====== Available data

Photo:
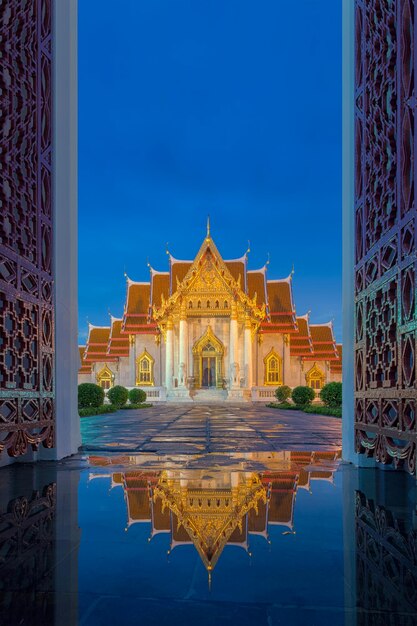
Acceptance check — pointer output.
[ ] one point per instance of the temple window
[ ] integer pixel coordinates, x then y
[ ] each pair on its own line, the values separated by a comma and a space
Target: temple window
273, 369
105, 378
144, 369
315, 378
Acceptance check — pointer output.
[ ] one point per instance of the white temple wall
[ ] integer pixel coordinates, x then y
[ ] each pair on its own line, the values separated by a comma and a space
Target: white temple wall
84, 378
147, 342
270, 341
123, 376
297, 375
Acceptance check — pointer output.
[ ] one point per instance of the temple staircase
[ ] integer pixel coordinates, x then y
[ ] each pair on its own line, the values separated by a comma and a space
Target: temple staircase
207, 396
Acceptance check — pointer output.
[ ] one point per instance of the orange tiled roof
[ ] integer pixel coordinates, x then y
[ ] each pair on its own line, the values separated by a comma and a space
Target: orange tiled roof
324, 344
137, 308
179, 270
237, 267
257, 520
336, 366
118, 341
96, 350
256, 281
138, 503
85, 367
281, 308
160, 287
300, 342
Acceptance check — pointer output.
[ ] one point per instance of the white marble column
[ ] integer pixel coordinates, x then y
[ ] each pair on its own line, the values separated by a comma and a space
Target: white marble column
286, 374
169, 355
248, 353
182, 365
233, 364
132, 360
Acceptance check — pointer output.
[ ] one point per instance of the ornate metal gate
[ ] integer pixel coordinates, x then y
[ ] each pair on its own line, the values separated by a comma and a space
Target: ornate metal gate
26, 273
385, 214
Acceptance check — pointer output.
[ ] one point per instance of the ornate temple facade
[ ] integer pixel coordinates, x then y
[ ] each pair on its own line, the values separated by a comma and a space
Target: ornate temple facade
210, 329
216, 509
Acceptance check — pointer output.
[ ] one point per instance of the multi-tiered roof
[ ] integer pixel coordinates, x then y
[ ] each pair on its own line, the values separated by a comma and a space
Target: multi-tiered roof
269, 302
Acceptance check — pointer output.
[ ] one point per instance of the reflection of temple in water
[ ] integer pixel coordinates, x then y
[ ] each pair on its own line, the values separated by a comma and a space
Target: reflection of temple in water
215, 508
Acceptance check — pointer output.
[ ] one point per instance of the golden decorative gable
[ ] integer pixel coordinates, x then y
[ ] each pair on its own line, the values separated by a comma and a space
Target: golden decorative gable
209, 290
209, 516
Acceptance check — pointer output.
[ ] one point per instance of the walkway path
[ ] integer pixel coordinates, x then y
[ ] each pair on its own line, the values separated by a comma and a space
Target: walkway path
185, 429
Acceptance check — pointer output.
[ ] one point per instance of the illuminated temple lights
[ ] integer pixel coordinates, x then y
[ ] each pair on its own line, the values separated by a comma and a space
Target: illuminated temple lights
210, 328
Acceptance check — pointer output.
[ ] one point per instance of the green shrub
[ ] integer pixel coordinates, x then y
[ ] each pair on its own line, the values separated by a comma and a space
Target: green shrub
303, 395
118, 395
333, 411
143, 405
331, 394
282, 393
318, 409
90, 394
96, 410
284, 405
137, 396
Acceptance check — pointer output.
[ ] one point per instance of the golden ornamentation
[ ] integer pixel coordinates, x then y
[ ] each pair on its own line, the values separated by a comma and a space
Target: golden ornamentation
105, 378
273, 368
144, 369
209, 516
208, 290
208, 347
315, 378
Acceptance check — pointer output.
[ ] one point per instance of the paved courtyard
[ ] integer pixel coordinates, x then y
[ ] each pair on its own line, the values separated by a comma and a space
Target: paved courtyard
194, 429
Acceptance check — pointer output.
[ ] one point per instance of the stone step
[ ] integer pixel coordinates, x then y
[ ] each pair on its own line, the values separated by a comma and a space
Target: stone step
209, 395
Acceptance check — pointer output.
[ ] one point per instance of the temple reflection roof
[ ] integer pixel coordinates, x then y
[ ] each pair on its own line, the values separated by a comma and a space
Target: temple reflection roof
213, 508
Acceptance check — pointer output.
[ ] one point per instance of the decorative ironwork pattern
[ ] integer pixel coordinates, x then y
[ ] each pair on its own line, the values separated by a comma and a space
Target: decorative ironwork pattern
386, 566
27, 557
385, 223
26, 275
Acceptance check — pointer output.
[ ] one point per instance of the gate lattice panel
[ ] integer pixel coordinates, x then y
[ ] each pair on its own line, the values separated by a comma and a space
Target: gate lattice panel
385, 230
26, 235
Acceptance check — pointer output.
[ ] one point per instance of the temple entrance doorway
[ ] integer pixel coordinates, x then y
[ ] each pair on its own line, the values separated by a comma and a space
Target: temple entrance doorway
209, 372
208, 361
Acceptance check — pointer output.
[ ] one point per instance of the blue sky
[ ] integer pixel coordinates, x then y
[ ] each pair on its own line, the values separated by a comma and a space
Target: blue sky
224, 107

============

Work item: Omit every picture, then write out the entries above exactly.

Exercise solution:
Photo:
Acceptance check — pointer output.
[ ] one point per instance of the temple window
[ ] integer pixel coordinates, x then y
[ ] each pair on its own line, the values separated by a comma and a space
Target: temple window
273, 369
105, 378
144, 369
315, 378
Acceptance check — pointer output.
[ ] one point per instance of the white temple wall
[ ] integer pixel coordinates, x then y
[ ] each pair on its own line, the values separated by a comma and a space
Target: white temple wall
84, 378
147, 342
270, 341
123, 376
297, 375
Acceptance check — pointer output.
[ ] one point per instance of the temple staircase
[ ] integer pixel coordinates, x then y
[ ] each pair on its own line, the values separated by a comma and a space
Target: temple staircase
207, 396
Acceptance check — pointer output.
[ ] one point per instance of the orange tiled roof
[ ] integer pixel coordinates, x then y
[ ] each pair on its own line, the values separated by a comma and a space
Target: orange tiled roof
324, 344
137, 308
179, 270
237, 267
257, 520
336, 366
118, 341
96, 350
256, 281
138, 503
85, 367
281, 308
160, 287
300, 342
Acceptance check — pointer output.
[ ] one point per instance of the white marble column
[ ] integer pixel coordinates, x then y
[ ] each pair on its own line, the values separated by a comma and a space
Target: white marble column
286, 374
169, 355
248, 353
182, 365
233, 364
132, 360
Acceptance check — pointer output.
[ ] one point per instance of the ornate metal gate
[ ] integer pixel coordinates, x then y
[ ] each pair on its own line, the values separated by a comma and a space
Target: ornate metal gate
26, 273
385, 214
Acceptance check — pointer output.
[ ] one point per instance of the ornate temple facade
[ ] integer pixel coordinates, x then y
[ ] each pair on its own line, the values separated by a comma and a space
Target: ornate temple facade
210, 329
216, 509
Acceptance check — pointer output.
[ ] one point per instance of the multi-tiered roof
[ ] integer pixel coordinates, x then y
[ ] each pair on its own line, the values separated by a comma and a space
Target: multi-tiered roof
269, 302
Acceptance check — pointer output.
[ ] one point per instance of the reflection of temple in water
[ ] integer pixel coordinates, x then y
[ ] each pair on its own line, the values separated by a comma and a space
Target: reflection of temple in water
215, 508
Acceptance check — pointer output.
[ ] one point per instance of the golden decorative gable
[ ] integer pixel coordinates, x then y
[ ] each pair on its own line, the values separated by a comma and a space
Target: golden decorative gable
209, 290
209, 516
Acceptance check — pointer output.
[ ] one point per instance of the walkway path
[ ] integer pixel coordinates, x then y
[ ] each pair on its own line, the values separated by a comma and a space
Target: walkway path
185, 429
Acceptance check — pointer output.
[ ] one point per instance of the illuminated temple lights
[ ] integer pixel coordinates, x then y
[ ] each pair on its own line, the values separated by a comma and a space
Target: illuminated temple lights
210, 328
Acceptance check — pointer output.
[ ] one point per instance of the green shrub
[ ] integer pixel coordinates, x then y
[ ] each pair on its own line, the values separated by a comma and a space
Target: green shrub
303, 395
118, 395
333, 411
143, 405
331, 394
282, 393
318, 409
90, 394
96, 410
284, 405
137, 396
Acceptance check — pointer output.
[ ] one point per instance of the golden ornamentation
[ ] integer pixel coordinates, x then y
[ ] each pair on its own line, the values separated by a comma and a space
Target: golden ornamentation
105, 378
273, 368
144, 369
209, 516
208, 290
208, 347
315, 378
Acceptance check — pointer output.
[ ] one point per instance of the paved courtyard
[ ] integer pixel coordinates, x then y
[ ] each pair on its own line, the values separated by a comma and a space
Target: paved courtyard
194, 429
Acceptance check — pointer output.
[ ] one point per instance of the stone step
[ ] integer pixel coordinates, x then y
[ ] each pair on its own line, the values separated by a comma and a space
Target: stone step
209, 395
Acceptance check — pointer output.
[ ] one point per instance of the temple reflection roof
[ ] integer pixel coordinates, x then y
[ ] each pair on its own line, the values separated by a comma and a space
Target: temple reflection roof
213, 508
Acceptance check — pointer output.
[ ] one point per instance of the decorative ironwork pattern
[ ] integer pixel coordinates, x then y
[ ] each pair on its own line, the values separated by a comma and a space
Target: decorative ironwork pattern
386, 566
27, 557
385, 223
26, 275
Acceptance check — pointer output.
[ ] one point per instance of the gate lattice panel
[ ] integer pixel coordinates, x then y
[ ] each pair on its own line, the values separated by a comma and a space
Target: gate lattice panel
385, 230
26, 235
Acceptance check — pointer output.
[ ] one point per instance of the temple entrance doorway
[ ] integer pixel coordinates, x then y
[ ] each pair on its own line, the values separated by a comma and a space
Target: temple entrance doorway
209, 372
208, 361
Acceptance check — pointer output.
[ ] one point per instance of the blue sky
[ ] integer pixel coordinates, x then y
[ ] each pair on its own line, the values separated by a comma and a space
Target: blue sky
224, 107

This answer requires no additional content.